> [REQUIREMENT A]: Retype the part of the C pointer subtraction discussion starting at "I am trying" and ending at "not be dereferenced.".

> [SELECTED EXCERPT]:
────────────────
How does subtracting pointers p - (p - 1) create integer overflow?


Here it is in code:

#include <stdio.h>
int main()
{
  int i = 3;
  int *p = &i;
  p - (p - 1);
  return 0;
}

The compiler (gcc) warns of integer overflow at the outer subtraction:

[user@comp c]$ gcc foo.c
foo.c: In function ‘main’:
foo.c:6:5: warning: integer overflow in expression [-Woverflow]
   p - (p - 1);
     ^

The correct result, 1, is obtained on my machine.

Why?

Is this because pointer addresses are unsigned ints but ptrdiff_t is a signed int and cannot handle those big numbers?

I saw that

p - (p);

and

p - (p + 1);

do not cause overflow.

I am trying to understand what is going on behind the scenes here. This is my first question on stackoverflow, please let me know if my question can be improved.


Solution

  • Pointer arithmetic is not integer arithmetic. It's defined in terms of address of array elements. If p points to an element of an array, then p-1 points to the previous element of the same array. If that element doesn't exist, the subtraction has undefined behavior.

    For purposes of pointer arithmetic, a single object is treated as a 1-element array. A pointer may point just past the end of an array, but such a pointer may not be dereferenced.

    int i = 3;
    int *p = &i;
    

    So far, so good; p points to i.

    p - (p - 1);
    

    Evaluating p - 1 has undefined behavior. There is no correct result.

    Typically compilers don't generate code to check pointer arithmetic for validity at run time. In a typical implementation, the above will yield the "expected" result of 1. A compiler might even replace the expression with a literal 1 at compile time -- but in doing the analysis required to make that optimization, it may notice that the behavior is undefined and warn you about it.

    As for why you're getting that particular message, that's a question about your compiler, which happens to be gcc. I do not get that message with gcc 4.7.2, but I do get it with both 4.8.0 and 4.9.0. (The command

    gcc --version
    

    tells you which version you're using). gcc is correct to print some warning message, but that particular message is incorrect, since no integer arithmetic is being performed. The "integer overflow" message is a bug in gcc that also causes it to print spurious warnings for valid code. I've submitted a bug report, which is currently expected to be fixed in version 4.8.4.

    p - (p);
    

    That's valid (but the parentheses are unnecessary). Subtraction of two pointers yields the distance, in elements, between the array elements they point to. If they don't point into the same array, or just past the end of it, the behavior is undefined. p - p, given that p is a valid pointer, is simply 0 (of type ptrdiff_t).

    p - (p + 1);
    

    Also valid. p + 1 points past the end of i, which is permitted. The subtraction yields -1, again of type ptrdiff_t.

    Recommended reading: Sections 4 (Pointers) and 6 (Arrays and Pointers) of the comp.lang.c FAQ.
────────────────
> [INFORMATION GIVEN]:
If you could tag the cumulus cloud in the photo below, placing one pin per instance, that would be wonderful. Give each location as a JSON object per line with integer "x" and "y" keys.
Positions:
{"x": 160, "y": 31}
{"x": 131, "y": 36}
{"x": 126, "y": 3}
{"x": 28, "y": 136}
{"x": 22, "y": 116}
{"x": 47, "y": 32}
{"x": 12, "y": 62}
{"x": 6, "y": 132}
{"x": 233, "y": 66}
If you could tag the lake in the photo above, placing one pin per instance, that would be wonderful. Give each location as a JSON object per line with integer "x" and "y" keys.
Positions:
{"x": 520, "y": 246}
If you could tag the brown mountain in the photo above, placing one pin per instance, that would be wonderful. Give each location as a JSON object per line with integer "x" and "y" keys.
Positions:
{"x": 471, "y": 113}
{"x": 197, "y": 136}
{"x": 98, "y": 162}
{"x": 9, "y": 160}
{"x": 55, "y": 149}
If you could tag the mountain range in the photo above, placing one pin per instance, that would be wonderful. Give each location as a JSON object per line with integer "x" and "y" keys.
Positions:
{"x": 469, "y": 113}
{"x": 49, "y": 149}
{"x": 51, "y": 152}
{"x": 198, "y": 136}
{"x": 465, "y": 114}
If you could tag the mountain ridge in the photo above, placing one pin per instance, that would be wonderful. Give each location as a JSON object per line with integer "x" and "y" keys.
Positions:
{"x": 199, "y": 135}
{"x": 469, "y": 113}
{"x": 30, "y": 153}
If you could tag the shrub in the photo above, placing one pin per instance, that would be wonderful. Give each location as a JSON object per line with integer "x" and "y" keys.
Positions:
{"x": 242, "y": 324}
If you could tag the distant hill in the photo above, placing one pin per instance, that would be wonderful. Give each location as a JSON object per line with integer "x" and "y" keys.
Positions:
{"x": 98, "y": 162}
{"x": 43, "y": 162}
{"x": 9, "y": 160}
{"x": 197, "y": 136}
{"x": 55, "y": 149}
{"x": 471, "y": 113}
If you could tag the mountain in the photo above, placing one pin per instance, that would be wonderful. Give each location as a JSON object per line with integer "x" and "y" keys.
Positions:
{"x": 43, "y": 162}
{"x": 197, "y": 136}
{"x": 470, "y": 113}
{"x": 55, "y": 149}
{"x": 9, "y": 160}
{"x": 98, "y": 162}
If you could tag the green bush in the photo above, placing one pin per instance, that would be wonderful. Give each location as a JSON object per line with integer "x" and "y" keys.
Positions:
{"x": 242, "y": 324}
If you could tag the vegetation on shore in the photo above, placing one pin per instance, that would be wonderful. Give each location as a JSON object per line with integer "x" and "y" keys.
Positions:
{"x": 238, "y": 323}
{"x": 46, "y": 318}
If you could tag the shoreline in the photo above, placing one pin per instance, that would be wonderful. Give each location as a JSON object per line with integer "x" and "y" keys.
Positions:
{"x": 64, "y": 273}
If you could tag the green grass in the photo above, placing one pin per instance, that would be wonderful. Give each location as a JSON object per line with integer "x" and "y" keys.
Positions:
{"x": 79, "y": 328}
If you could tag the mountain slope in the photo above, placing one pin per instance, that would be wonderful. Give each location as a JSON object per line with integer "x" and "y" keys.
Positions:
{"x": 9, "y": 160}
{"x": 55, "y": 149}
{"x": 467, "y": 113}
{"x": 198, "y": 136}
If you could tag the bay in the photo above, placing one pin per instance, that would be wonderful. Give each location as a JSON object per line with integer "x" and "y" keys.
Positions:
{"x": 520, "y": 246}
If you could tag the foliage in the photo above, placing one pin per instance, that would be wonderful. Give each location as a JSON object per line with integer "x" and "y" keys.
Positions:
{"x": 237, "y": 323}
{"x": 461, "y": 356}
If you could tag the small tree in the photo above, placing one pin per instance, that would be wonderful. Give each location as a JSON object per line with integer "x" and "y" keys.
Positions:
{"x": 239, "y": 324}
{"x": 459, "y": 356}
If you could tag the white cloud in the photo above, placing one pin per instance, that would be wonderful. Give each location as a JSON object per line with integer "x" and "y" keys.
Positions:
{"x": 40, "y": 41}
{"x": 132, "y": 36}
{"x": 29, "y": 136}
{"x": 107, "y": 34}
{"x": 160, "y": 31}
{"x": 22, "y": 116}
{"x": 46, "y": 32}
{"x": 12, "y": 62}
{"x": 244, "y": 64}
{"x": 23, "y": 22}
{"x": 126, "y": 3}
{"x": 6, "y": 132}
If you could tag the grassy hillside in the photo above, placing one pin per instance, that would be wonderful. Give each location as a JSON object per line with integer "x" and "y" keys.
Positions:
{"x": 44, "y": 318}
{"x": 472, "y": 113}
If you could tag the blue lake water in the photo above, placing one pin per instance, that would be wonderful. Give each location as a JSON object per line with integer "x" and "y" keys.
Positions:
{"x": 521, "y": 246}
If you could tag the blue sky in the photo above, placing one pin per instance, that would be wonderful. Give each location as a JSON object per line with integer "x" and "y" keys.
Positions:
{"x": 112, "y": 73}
────────────────
> [REQUIREMENT B]: How many lines of the records contain the string "cloud"? Reply with the number alone.

> [EXERCISE RESPONSE A]:
I am trying to understand what is going on behind the scenes here. This is my first question on stackoverflow, please let me know if my question can be improved.


Solution

  • Pointer arithmetic is not integer arithmetic. It's defined in terms of address of array elements. If p points to an element of an array, then p-1 points to the previous element of the same array. If that element doesn't exist, the subtraction has undefined behavior.

    For purposes of pointer arithmetic, a single object is treated as a 1-element array. A pointer may point just past the end of an array, but such a pointer may not be dereferenced.

> [EXERCISE RESPONSE B]: 2